[start of DATA RECORDS]

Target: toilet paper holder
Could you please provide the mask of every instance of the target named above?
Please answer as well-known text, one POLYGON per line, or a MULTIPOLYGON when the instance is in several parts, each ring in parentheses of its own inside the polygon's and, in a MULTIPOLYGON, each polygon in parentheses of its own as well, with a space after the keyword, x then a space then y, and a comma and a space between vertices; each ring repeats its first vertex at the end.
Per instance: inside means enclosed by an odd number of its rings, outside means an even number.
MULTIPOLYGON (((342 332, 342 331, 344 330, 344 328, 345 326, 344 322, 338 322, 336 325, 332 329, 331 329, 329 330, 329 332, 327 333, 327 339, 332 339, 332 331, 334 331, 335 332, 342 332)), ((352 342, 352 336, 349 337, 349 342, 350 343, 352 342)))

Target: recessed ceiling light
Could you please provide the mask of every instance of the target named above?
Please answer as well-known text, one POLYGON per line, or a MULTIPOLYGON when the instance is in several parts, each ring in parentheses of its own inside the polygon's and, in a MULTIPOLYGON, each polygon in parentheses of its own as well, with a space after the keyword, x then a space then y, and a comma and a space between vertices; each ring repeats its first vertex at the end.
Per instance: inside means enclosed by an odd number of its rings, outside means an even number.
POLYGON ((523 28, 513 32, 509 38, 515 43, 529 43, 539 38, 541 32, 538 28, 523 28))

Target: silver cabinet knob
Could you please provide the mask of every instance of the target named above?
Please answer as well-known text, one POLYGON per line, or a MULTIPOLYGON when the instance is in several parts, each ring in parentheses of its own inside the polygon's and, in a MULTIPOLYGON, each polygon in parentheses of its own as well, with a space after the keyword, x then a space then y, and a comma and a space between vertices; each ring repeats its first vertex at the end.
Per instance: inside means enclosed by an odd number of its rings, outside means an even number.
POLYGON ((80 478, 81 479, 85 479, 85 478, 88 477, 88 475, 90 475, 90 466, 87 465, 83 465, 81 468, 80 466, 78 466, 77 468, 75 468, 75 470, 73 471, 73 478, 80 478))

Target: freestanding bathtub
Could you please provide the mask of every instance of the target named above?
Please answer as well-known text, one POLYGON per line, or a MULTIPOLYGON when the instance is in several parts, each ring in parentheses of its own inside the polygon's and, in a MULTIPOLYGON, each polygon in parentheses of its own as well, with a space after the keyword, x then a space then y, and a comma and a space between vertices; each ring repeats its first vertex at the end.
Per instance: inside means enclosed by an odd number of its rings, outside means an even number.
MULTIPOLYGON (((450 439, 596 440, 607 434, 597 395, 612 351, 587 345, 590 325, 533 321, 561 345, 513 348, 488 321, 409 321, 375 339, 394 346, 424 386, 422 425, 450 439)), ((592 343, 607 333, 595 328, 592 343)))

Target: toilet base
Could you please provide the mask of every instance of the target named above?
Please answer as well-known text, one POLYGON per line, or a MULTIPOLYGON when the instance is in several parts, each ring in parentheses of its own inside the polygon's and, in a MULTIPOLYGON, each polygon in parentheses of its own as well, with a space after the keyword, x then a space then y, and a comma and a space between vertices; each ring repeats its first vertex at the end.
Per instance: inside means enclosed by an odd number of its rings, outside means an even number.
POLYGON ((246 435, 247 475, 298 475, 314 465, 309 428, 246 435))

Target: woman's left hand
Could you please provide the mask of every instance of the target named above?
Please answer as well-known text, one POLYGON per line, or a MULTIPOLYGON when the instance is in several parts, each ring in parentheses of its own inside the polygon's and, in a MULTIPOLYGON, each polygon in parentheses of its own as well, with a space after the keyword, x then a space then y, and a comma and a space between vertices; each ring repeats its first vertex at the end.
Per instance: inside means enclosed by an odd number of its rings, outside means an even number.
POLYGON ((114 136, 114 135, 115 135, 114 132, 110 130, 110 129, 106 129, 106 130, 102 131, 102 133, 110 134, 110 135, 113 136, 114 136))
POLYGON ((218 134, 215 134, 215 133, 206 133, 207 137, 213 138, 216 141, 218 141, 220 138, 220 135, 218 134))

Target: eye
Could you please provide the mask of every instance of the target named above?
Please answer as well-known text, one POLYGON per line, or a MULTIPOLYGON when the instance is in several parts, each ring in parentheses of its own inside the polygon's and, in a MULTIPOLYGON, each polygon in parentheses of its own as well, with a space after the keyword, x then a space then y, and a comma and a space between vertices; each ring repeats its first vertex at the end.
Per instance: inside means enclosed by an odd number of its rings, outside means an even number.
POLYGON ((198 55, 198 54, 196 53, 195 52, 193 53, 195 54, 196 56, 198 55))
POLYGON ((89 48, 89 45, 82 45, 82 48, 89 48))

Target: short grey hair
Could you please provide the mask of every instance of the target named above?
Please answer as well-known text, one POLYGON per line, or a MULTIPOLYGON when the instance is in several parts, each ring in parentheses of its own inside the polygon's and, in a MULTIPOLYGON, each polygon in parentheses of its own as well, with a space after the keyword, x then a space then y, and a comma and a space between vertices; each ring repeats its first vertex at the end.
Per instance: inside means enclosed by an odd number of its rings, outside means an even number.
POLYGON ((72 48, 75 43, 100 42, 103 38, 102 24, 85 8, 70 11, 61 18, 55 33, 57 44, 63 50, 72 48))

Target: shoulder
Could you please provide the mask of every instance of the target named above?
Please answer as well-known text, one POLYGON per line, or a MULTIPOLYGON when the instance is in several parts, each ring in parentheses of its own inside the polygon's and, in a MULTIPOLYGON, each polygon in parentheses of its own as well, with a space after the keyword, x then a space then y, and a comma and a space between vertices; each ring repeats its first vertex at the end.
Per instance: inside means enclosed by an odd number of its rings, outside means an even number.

[end of DATA RECORDS]

INSTRUCTIONS TO FOLLOW
Write out the lines from the line with "Target: silver cabinet knob" to the line with "MULTIPOLYGON (((450 439, 596", both ends included, leaving all text as it is but moving every coordinate in the answers by adding 106 to it.

REPLY TO THE EXERCISE
Target: silver cabinet knob
Could you please provide the mask of every instance of the target named above?
Please answer as well-known text, one POLYGON per line, or a MULTIPOLYGON when the instance is in several parts, each ring in parentheses of its own inside the polygon's and, in a MULTIPOLYGON, each polygon in parentheses of its own as well, with a space after the keyword, x then a space then y, and a comma and a space between vertices; each ring repeats its first vertex at the end.
Per instance: inside means enclosed by an odd number of its rings, outside means an even number.
POLYGON ((186 584, 187 585, 191 585, 191 584, 194 583, 194 581, 196 581, 196 572, 193 571, 189 571, 187 574, 186 572, 184 572, 183 574, 181 574, 181 576, 179 577, 179 584, 186 584))

Target: freestanding bathtub
Could you please provide the mask of every instance of the target named above?
Please answer as well-known text, one POLYGON per line, or a MULTIPOLYGON when the instance is in several parts, each ring in parentheses of its own inside the polygon's and, in a MULTIPOLYGON, each polygon in parentheses of its own as well, with a space after the keyword, x then a space then y, and a comma and a space between vertices; each ring repeats its first vertex at the end.
Per instance: inside means enclosed by an odd number of its rings, outside means an even number.
MULTIPOLYGON (((556 545, 702 546, 713 540, 703 501, 718 457, 693 451, 696 431, 639 427, 667 451, 619 454, 594 427, 515 427, 481 445, 500 452, 530 492, 528 531, 556 545)), ((698 449, 713 439, 701 434, 698 449)))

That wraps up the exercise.